== Your goal ==
Update the items by changing "pixel coordinates" to "image coordinates" and keeping everything else the same. Leave the pictures out of your answer.

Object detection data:

··········

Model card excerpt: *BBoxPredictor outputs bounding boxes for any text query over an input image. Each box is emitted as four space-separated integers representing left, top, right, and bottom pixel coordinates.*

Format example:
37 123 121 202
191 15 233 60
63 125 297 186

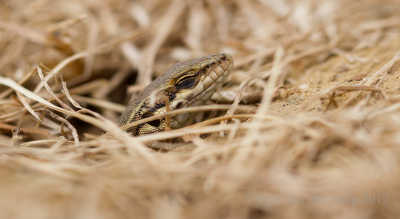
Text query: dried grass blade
15 92 42 121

··········

== Written answer ==
Model card excerpt: *BBoxPredictor outputs bounding boxes for any text query over an input image. Each box is emitted as four space-separated integers representing left, top, right, and bottom image coordinates.*

Format example:
37 123 121 202
191 15 233 60
63 125 297 186

Text query: dried grass blade
15 92 42 121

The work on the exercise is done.